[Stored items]
****************************************

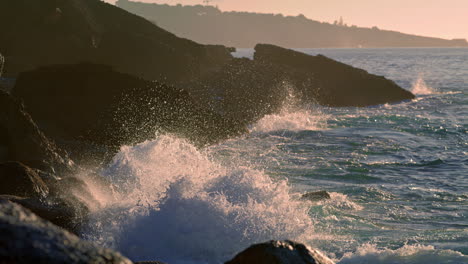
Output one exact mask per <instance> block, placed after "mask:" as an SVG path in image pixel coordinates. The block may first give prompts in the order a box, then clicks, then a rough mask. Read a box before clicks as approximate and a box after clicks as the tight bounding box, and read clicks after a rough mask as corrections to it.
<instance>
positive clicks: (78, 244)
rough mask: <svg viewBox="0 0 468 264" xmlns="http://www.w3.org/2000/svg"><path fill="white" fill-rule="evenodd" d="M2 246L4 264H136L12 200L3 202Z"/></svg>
mask: <svg viewBox="0 0 468 264" xmlns="http://www.w3.org/2000/svg"><path fill="white" fill-rule="evenodd" d="M0 245H2V246H1V247H0V262H2V263H50V264H53V263H70V264H75V263H76V264H81V263H83V264H85V263H109V264H111V263H115V264H117V263H119V264H131V263H132V262H131V261H130V260H128V259H127V258H125V257H123V256H122V255H120V254H119V253H117V252H114V251H112V250H109V249H105V248H100V247H98V246H96V245H94V244H93V243H91V242H87V241H83V240H81V239H79V238H78V237H77V236H75V235H73V234H71V233H69V232H67V231H65V230H63V229H60V228H58V227H56V226H54V225H53V224H51V223H49V222H47V221H45V220H43V219H41V218H39V217H37V216H36V215H35V214H33V213H32V212H31V211H29V210H27V209H24V208H23V207H21V206H20V205H18V204H15V203H12V202H9V201H0Z"/></svg>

****************************************

*What you are asked to do*. Rewrite the text lines of the rows above as a numbered list, skipping any blank lines. Leave the pictures out.

*Response area*.
1. Output one exact mask per <instance> block, placed after "mask:" as an SVG path in image pixel coordinates. The block may first give prompts in the order a box, then clicks, then a rough mask. Read a box before clicks as approximate and a box after clicks as the tight bounding box, and read clicks after a rough mask as corrections to it.
2. <instance>
3. positive clicks: (78, 244)
4. rough mask: <svg viewBox="0 0 468 264" xmlns="http://www.w3.org/2000/svg"><path fill="white" fill-rule="evenodd" d="M2 246L4 264H136L12 200L3 202Z"/></svg>
5. mask: <svg viewBox="0 0 468 264" xmlns="http://www.w3.org/2000/svg"><path fill="white" fill-rule="evenodd" d="M0 245H2V246H1V247H0V262H2V263H50V264H53V263H70V264H75V263H76V264H81V263H83V264H85V263H109V264H111V263H115V264H117V263H119V264H131V263H132V262H131V261H130V260H128V259H127V258H125V257H123V256H122V255H120V254H119V253H117V252H114V251H112V250H109V249H105V248H100V247H98V246H96V245H94V244H93V243H91V242H87V241H83V240H81V239H79V238H78V237H77V236H75V235H73V234H71V233H69V232H67V231H65V230H63V229H60V228H58V227H56V226H54V225H53V224H51V223H49V222H47V221H45V220H43V219H41V218H39V217H37V216H36V215H35V214H33V213H32V212H31V211H29V210H27V209H24V208H23V207H21V206H20V205H18V204H15V203H12V202H9V201H0Z"/></svg>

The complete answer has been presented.